Your task: Nothing but a number should be given: how many lines in the listing contain the word "below".
---- Listed entries
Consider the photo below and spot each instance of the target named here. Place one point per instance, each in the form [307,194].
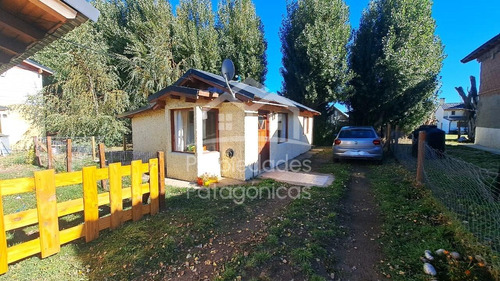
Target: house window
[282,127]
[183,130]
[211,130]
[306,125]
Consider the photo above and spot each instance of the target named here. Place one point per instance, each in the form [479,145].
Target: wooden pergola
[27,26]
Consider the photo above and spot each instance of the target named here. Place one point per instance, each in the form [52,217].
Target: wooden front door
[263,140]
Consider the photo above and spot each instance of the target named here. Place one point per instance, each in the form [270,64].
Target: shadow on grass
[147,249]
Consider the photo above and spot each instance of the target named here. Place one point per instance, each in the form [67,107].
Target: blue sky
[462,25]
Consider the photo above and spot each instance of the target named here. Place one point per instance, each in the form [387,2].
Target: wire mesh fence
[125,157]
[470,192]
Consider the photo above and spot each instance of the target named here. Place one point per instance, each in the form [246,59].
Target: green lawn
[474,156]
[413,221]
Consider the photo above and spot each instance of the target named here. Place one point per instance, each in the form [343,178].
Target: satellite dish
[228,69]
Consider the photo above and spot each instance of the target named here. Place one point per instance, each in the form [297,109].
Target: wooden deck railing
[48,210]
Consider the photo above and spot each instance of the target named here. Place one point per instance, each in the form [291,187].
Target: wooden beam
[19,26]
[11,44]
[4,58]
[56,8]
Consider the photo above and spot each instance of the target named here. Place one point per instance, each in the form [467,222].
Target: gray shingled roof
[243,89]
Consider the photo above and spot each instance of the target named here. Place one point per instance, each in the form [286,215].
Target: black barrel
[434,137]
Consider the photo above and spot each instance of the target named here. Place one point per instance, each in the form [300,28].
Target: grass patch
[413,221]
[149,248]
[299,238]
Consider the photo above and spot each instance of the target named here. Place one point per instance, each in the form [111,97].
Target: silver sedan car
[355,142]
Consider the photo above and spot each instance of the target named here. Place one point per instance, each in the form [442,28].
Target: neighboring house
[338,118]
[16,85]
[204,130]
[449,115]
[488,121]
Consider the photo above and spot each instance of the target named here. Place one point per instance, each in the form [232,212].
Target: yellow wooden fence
--------
---- Listed entries
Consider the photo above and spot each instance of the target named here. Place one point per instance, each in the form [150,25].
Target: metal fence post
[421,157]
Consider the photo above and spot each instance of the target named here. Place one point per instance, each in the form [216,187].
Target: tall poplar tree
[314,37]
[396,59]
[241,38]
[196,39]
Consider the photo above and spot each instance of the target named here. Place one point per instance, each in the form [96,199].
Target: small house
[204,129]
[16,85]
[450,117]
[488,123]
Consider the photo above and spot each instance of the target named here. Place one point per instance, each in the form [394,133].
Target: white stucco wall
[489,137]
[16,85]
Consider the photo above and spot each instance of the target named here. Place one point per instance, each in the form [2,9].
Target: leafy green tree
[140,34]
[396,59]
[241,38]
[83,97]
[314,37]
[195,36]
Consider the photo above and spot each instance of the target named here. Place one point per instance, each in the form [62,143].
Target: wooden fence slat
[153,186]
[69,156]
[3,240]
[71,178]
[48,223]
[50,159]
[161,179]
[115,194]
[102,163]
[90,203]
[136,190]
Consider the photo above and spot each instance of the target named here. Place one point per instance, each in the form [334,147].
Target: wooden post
--------
---- Listed entries
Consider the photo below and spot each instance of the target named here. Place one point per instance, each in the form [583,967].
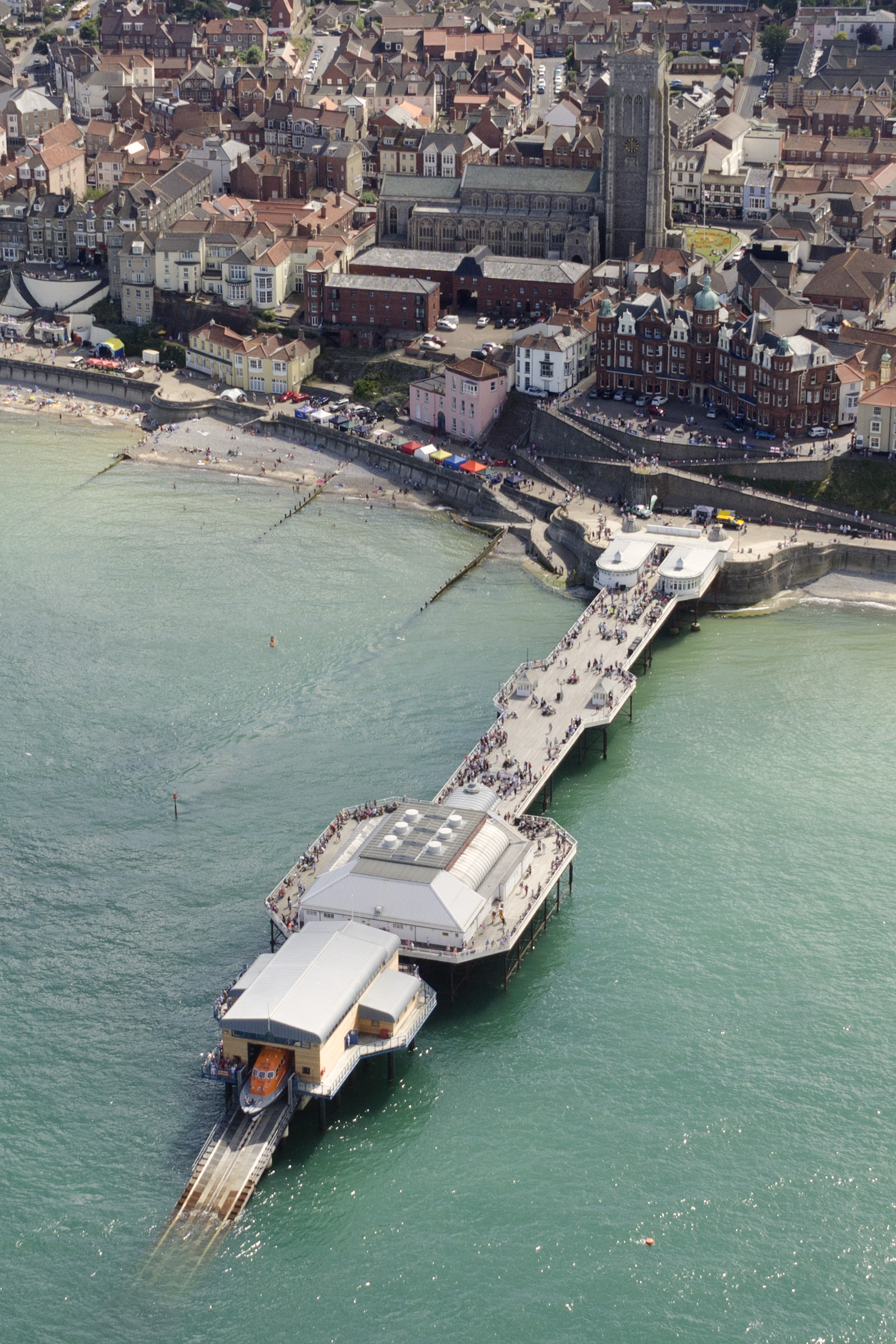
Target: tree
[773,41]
--------
Written solution: 2